● **Task instructions**: Report every line of the entries that contains the word "segment".

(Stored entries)
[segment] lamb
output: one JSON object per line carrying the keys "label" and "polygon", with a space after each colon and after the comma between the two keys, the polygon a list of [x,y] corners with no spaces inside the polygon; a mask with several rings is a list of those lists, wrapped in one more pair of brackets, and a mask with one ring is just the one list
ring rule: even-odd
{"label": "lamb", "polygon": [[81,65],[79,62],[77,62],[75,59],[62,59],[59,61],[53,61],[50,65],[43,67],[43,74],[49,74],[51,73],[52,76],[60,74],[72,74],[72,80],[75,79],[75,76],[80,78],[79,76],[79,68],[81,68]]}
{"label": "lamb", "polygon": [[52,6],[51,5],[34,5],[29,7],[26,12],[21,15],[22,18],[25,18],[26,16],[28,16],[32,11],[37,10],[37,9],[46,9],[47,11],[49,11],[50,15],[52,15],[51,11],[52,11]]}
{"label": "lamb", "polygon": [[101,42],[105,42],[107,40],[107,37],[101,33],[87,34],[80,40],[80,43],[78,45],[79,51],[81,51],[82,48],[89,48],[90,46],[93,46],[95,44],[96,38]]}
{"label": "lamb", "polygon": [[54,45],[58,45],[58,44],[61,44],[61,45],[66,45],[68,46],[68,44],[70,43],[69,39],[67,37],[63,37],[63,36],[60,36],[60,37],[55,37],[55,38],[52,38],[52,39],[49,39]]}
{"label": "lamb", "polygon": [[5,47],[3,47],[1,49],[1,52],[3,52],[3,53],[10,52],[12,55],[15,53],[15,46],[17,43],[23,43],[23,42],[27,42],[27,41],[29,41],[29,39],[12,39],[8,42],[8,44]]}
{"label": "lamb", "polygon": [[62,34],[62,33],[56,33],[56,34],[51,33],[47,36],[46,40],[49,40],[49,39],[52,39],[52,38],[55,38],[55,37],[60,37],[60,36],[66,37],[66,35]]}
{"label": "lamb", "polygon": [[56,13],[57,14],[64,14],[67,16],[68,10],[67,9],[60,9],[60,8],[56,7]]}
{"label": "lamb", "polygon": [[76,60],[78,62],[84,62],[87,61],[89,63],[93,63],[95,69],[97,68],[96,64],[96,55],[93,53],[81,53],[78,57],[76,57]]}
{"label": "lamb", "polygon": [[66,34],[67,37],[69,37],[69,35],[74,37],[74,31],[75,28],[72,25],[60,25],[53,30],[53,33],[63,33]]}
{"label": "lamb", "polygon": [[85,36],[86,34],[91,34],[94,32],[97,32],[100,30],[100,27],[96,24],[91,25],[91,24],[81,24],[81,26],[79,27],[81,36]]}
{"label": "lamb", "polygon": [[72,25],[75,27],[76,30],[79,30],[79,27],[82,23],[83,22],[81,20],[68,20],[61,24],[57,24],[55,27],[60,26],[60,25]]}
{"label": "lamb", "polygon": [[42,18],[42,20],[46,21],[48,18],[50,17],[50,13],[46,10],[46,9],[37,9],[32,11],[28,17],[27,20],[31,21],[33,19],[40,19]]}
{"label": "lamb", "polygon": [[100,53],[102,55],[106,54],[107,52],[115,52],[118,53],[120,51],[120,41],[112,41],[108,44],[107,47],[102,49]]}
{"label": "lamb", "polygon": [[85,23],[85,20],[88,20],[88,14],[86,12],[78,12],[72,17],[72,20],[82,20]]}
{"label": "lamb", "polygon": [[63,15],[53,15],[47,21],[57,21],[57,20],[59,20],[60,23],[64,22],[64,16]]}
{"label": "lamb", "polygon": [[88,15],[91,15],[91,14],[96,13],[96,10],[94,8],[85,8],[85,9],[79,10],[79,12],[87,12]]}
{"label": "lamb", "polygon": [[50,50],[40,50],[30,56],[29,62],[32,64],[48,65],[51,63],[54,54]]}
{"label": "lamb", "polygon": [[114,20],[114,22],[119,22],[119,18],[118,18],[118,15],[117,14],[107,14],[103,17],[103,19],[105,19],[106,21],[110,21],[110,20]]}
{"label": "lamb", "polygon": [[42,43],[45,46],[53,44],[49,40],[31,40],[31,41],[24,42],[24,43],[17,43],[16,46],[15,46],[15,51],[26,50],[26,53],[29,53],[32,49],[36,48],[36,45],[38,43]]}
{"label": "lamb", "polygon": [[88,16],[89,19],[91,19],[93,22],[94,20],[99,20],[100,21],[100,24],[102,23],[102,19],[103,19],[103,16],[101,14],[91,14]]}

--

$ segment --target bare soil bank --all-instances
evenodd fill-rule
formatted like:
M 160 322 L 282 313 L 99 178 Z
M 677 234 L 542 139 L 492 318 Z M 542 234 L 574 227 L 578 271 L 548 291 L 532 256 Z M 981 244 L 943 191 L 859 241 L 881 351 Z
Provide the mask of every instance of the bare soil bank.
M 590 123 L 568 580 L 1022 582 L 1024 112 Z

...

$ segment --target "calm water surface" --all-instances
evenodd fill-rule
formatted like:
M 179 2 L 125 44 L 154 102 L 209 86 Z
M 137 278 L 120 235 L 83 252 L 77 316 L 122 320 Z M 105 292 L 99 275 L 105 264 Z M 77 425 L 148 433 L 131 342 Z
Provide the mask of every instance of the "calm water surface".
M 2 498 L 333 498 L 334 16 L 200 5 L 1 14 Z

● **Reply to the task**:
[segment] lamb
$ segment --target bare soil bank --all-instances
$ segment --target "calm water surface" --all-instances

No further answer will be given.